> [Text]:

━━━━━━━━━━━━━━━━

Working in the hospitality industry teaches you the most important lessons to be used in your career and in your everyday life. Here is what I learned through my years as a server.

When was the last time you stood at a to-go counter, looking at 30+ boxes of warm food that needed to be packed up five minutes ago?
Behind you, a stranger is tapping you on the back, asking for an extra side of ranch. An impatient mother looks at you from thirty feet away—she is still waiting on that highchair you promised ninety seconds ago. You have about five entrees to fire on the POS, but you can't reach the screen.
Oh, and you’ve had to pee for about three hours now. How do you even begin to prioritize what comes next? You just do. That's the terror and the beauty of the job. 
Welcome to hospitality. We can only seat you once your entire party is here. 

6 Lessons From The Hospitality Industry

Working in hospitality teaches you skills you could not learn anywhere else.
It teaches you about prioritization, about swift problem-solving, about communication, about humility, and about how people act when they’re seriously hungry—like monsters—and how to keep a smile on your face despite that.

━━━━━━━━━━━━━━━━

> [Provided records]:
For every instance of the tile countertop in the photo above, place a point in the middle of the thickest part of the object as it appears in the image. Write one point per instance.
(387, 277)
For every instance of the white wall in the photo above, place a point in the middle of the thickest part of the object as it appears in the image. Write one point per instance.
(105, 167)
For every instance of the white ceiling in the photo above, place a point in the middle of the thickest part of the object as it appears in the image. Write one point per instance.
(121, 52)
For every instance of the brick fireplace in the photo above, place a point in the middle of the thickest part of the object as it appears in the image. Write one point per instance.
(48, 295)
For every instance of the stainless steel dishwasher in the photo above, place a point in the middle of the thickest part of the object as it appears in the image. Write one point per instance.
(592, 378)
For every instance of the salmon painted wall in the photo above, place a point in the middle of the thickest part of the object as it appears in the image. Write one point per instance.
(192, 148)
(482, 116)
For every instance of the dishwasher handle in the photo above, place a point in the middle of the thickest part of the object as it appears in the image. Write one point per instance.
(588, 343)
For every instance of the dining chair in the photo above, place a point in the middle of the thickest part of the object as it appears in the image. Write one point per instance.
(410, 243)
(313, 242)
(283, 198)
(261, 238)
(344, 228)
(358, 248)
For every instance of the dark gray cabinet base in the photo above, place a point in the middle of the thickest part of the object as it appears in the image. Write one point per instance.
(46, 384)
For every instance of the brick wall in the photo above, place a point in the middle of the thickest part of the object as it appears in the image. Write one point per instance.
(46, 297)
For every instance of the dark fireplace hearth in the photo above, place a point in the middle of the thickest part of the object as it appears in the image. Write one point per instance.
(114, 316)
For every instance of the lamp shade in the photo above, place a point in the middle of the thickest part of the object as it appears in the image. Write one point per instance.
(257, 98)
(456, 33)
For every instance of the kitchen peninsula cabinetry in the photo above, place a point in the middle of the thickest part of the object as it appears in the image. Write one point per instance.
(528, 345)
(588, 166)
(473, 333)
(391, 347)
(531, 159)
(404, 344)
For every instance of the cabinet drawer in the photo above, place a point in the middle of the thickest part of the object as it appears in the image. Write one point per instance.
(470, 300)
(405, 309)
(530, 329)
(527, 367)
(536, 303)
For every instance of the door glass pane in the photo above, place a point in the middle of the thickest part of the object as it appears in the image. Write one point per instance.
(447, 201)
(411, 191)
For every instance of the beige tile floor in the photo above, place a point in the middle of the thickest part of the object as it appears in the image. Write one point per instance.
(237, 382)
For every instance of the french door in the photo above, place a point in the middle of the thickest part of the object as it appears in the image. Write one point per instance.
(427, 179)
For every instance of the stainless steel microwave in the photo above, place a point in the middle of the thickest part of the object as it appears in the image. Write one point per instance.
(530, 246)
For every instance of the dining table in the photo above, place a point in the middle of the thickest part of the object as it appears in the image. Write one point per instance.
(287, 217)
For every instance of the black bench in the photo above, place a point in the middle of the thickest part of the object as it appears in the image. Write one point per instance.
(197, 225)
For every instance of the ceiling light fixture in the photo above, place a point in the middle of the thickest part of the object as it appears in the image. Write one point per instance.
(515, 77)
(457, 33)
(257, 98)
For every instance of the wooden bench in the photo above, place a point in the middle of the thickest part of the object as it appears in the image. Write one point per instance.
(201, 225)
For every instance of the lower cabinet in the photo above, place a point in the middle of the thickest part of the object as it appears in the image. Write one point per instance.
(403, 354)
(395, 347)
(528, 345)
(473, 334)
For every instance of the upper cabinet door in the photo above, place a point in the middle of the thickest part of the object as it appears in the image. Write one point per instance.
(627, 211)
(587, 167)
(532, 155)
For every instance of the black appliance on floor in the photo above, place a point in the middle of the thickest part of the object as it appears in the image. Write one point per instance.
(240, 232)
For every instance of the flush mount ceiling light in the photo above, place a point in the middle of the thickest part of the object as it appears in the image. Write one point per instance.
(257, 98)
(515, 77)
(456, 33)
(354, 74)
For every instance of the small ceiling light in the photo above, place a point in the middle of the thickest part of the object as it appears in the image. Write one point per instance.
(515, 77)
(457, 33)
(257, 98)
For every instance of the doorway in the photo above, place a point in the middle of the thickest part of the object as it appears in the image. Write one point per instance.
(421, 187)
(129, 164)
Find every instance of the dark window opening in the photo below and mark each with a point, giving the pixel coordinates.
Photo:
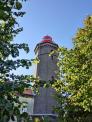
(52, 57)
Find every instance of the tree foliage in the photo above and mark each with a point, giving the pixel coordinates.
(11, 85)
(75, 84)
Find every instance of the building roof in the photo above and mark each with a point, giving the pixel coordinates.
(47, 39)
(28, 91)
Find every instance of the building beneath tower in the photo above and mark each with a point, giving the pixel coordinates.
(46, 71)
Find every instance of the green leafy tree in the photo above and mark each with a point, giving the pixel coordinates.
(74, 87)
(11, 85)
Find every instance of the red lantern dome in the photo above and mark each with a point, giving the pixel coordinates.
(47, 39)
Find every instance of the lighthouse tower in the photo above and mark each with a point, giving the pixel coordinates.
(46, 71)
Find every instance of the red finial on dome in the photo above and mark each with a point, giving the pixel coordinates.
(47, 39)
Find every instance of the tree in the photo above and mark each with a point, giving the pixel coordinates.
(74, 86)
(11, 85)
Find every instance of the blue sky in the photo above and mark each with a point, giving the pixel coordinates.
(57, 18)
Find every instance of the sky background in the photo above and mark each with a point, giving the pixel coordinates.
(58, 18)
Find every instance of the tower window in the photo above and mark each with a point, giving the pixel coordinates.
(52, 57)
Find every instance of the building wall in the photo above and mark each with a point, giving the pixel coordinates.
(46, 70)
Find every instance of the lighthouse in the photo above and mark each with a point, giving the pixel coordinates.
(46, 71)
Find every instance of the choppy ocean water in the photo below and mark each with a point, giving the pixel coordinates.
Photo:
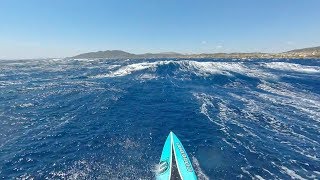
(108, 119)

━━━━━━━━━━━━━━━━

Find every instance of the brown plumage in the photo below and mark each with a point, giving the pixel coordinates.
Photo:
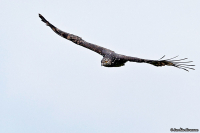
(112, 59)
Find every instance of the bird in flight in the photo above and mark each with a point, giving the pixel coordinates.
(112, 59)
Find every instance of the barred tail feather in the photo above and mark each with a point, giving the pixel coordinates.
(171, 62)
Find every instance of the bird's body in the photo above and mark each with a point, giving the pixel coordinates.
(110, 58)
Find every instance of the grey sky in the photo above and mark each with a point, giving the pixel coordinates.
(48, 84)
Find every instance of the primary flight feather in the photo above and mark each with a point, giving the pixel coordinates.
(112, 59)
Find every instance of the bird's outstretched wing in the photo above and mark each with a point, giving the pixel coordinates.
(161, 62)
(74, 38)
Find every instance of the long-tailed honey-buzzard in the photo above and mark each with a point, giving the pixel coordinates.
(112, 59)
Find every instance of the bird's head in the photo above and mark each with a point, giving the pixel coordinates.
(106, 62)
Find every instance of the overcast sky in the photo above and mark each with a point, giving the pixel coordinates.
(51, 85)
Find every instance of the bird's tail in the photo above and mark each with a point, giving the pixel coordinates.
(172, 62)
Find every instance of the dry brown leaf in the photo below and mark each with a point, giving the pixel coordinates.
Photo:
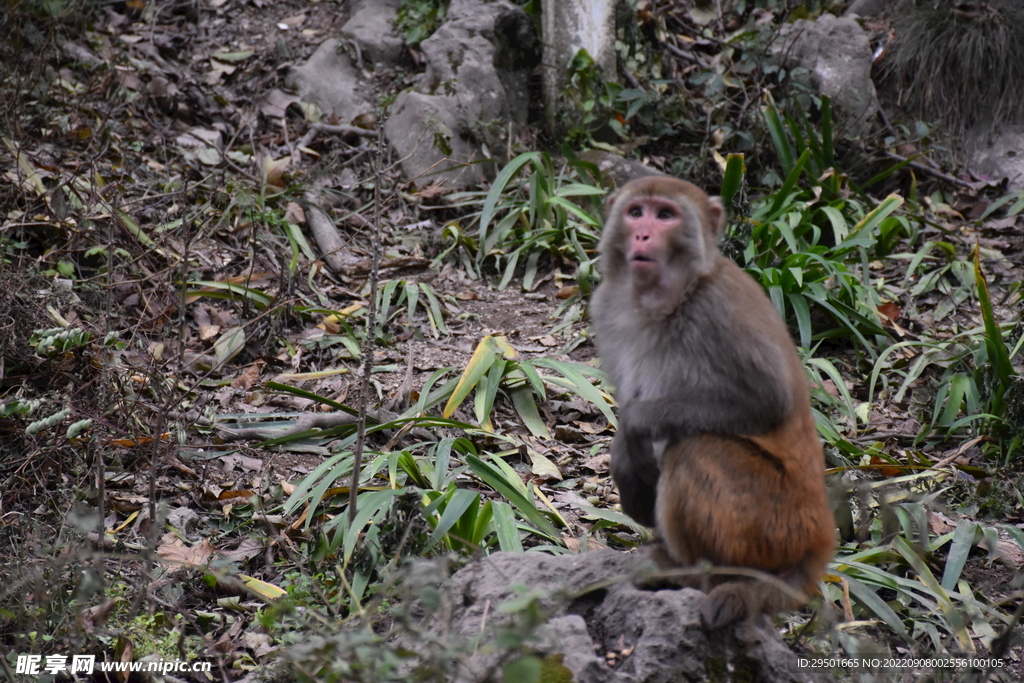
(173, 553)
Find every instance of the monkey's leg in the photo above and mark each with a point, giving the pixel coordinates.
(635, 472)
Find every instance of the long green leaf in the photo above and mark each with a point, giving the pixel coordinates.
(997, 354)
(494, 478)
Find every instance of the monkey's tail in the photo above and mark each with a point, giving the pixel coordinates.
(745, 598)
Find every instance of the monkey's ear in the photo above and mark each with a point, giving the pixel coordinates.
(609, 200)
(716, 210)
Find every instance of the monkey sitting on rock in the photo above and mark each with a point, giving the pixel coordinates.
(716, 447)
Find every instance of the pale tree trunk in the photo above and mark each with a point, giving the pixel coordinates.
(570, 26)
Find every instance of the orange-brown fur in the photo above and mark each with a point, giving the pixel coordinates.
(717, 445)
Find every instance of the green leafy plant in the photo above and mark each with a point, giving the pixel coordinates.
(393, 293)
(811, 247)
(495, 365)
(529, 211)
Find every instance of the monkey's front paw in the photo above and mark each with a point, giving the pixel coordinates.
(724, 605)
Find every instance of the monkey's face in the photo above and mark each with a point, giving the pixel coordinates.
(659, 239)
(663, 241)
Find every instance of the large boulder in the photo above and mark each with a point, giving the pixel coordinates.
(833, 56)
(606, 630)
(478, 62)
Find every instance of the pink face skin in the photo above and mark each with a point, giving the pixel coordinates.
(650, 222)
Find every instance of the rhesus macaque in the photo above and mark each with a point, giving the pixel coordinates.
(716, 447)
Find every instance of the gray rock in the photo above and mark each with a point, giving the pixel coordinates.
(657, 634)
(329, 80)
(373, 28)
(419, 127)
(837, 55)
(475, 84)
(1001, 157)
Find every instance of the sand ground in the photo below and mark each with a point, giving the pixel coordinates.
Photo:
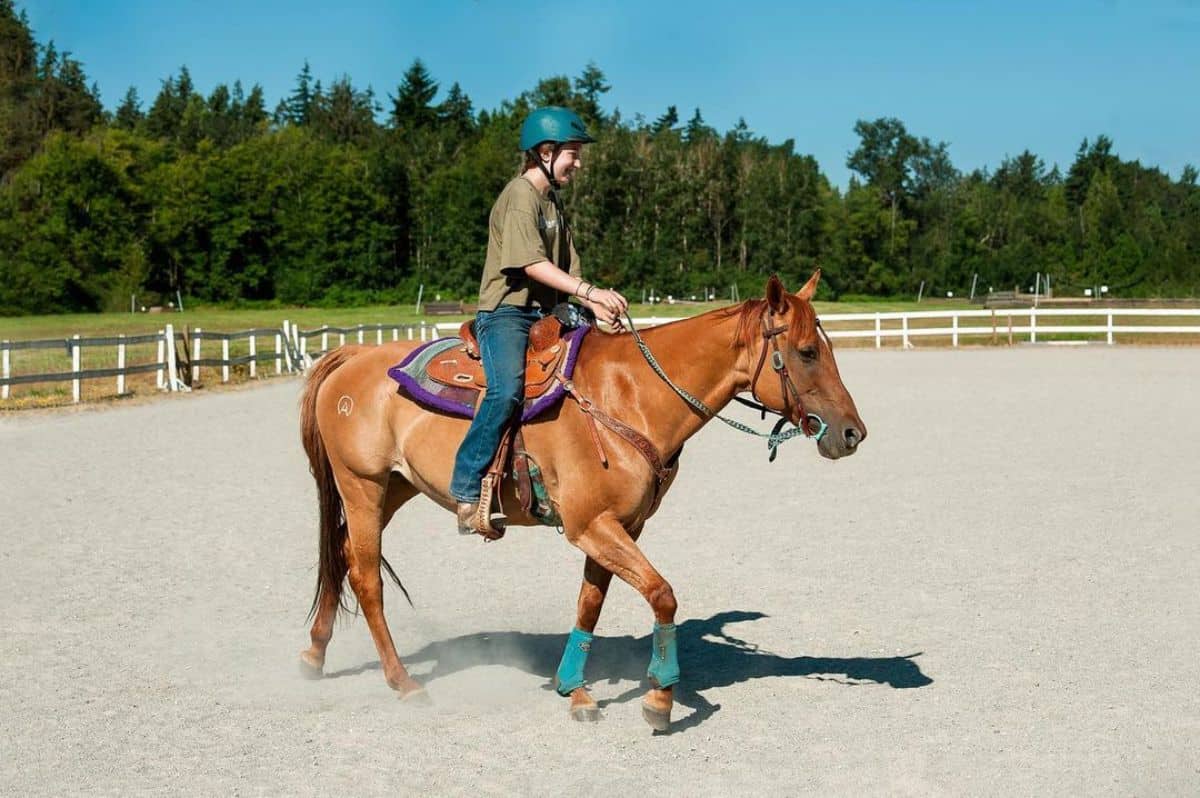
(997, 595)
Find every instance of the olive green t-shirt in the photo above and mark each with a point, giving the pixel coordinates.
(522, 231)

━━━━━━━━━━━━━━━━

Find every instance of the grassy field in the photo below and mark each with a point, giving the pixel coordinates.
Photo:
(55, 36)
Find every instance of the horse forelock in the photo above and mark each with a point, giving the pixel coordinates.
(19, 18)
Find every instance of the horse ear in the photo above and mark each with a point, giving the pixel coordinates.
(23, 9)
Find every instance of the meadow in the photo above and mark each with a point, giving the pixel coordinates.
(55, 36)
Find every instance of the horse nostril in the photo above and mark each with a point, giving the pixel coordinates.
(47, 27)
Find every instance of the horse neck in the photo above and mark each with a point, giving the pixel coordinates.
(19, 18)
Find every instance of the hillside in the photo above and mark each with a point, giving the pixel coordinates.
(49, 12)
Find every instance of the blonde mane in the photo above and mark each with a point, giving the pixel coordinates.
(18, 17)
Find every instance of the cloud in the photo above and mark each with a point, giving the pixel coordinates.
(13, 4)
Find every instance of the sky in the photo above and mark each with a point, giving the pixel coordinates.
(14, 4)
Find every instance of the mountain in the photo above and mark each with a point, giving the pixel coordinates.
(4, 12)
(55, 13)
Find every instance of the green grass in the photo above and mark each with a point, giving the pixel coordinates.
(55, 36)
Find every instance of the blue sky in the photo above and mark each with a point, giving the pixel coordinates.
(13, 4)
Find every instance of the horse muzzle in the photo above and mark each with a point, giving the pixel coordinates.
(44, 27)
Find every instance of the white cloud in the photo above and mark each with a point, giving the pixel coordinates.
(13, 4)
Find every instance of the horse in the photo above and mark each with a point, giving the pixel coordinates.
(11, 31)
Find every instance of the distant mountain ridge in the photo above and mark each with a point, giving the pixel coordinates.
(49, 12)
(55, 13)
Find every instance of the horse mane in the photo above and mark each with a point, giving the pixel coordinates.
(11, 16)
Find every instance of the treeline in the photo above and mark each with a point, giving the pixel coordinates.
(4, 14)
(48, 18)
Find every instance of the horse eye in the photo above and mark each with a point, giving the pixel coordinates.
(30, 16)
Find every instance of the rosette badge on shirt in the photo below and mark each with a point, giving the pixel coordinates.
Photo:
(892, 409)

━━━━━━━━━━━━━━━━

> [Task objective]:
In the hospitality text:
(a) How many boxes of warm food are waiting at the to-go counter?
(b) How long ago was the highchair promised to the impatient mother?
(c) How many lessons does the header announce?
Draw only on the hospitality text when answering.

> [Reply to the exercise]:
(a) 30+
(b) Ninety seconds ago
(c) 6